## Problem statement
The listing below should be written out exactly; please include all of it.
start
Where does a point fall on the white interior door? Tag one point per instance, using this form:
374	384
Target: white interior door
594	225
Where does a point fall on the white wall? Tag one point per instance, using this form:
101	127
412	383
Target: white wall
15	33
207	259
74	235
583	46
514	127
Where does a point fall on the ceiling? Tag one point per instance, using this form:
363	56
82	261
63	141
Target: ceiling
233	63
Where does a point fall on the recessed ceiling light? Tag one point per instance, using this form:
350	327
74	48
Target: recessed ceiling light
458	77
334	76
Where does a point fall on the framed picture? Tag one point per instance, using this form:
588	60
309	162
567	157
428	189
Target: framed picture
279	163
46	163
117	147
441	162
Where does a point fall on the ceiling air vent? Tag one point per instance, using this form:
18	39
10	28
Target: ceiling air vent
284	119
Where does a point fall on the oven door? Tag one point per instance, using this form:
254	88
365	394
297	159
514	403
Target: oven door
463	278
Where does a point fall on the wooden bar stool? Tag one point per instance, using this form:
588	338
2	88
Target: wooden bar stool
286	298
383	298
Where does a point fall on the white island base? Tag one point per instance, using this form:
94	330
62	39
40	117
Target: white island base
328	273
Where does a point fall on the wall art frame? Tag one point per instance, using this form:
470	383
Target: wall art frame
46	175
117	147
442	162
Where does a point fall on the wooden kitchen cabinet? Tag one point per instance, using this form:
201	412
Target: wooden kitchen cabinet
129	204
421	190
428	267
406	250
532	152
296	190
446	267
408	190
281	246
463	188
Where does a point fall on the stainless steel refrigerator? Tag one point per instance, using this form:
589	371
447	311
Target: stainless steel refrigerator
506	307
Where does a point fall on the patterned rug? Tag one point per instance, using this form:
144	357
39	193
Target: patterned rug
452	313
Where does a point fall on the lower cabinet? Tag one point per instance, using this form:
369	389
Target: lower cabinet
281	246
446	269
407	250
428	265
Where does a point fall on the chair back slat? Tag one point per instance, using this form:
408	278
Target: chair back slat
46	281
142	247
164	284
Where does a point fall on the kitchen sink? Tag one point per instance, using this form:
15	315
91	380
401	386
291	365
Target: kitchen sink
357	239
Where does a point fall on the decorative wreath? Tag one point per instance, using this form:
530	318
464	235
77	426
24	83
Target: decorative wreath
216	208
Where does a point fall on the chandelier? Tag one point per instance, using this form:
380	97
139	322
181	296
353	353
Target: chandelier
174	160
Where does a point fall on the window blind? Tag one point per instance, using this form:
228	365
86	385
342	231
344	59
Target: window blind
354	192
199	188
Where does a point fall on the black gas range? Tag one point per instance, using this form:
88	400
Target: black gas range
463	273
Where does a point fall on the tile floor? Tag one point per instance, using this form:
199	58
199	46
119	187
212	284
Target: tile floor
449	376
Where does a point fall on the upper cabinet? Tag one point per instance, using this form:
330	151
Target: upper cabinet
end
## Solution to this exercise
Where does a point fall on the white interior door? Tag one point per instance, using this form:
374	384
Target: white interior door
594	225
Where does a point fall on the white wall? Tag one point per instance, using this form:
101	127
412	383
Target: white wall
15	33
207	259
74	235
583	46
514	127
Where does a point fall on the ceiling? Tag one point per instance, using this form:
363	56
82	261
63	141
Target: ceiling
233	63
Where does a point fall on the recessed ceiling light? Tag one point per instance, using this form:
350	327
74	48
Target: recessed ceiling light
458	77
334	76
Where does a point fall on the framed picture? Tag one point per instance, using this form:
588	60
309	162
567	157
428	189
Target: framed picture
279	163
46	163
117	147
441	162
Where does a point fall on the ceiling air vent? Tag one point per instance, using this form:
18	39
10	28
Target: ceiling air vent
284	119
Where does a point fall on the oven door? Tag one point per instance, using this form:
254	88
365	394
297	159
514	403
Target: oven door
463	278
Where does a point fall on the wooden bar stool? Tag one point per instance, using this form:
588	338
2	88
Target: wooden bar stool
286	298
383	298
Where does a point fall on the white island base? Tag one point per instance, using this form:
94	330
62	39
40	117
Target: white island base
328	273
Where does a point fall on the wall art frame? Tag one point per instance, using this form:
470	383
Target: wall art frame
46	175
117	147
442	162
Where does a point fall on the wooden kitchen cabinet? Tag one point per instance, using this form:
201	412
Target: wooden kitchen cabinet
129	204
421	190
428	267
406	250
532	152
296	190
446	267
408	190
281	246
463	188
Where does a point fall on the stainless steel refrigerator? Tag one point per instance, using this form:
589	371
447	311
Target: stainless steel refrigerator
506	307
Where does a point fall on the patterned rug? Tag one point per instance, using this form:
144	357
39	193
Target: patterned rug
452	313
Where does a point fall on the lower cabinet? Tag one point per instance, using this form:
369	389
Target: lower cabinet
281	246
446	269
407	250
428	265
Where does a point fall on the chair back slat? Tag one point per instance, using this form:
408	278
Target: chair back slat
46	281
142	247
164	284
Where does a point fall on the kitchen sink? Tag one point per instance, using this form:
15	315
91	380
401	386
291	365
Target: kitchen sink
357	239
Where does a point fall on the decorative wreath? Tag one point per instance, using this form:
530	318
464	235
77	426
24	83
Target: decorative wreath
216	208
Where does a point fall on the chandelier? Tag one point per instance, using this form:
380	97
139	322
181	296
353	353
Target: chandelier
174	160
Where does a point fall on the window blind? Tag one point per instance, using this form:
228	365
86	385
342	231
344	59
Target: window blind
354	192
199	188
Where does a point fall on the black gas range? Tag one point per instance, using this form:
88	400
Target: black gas range
463	273
Where does a point fall on the tile floor? Tag one point per instance, using this form:
199	58
199	46
119	187
212	284
Target: tile floor
449	376
Where does a point fall on the upper cabinet? Tag one point per instance, using this form:
330	151
Target: upper cabinet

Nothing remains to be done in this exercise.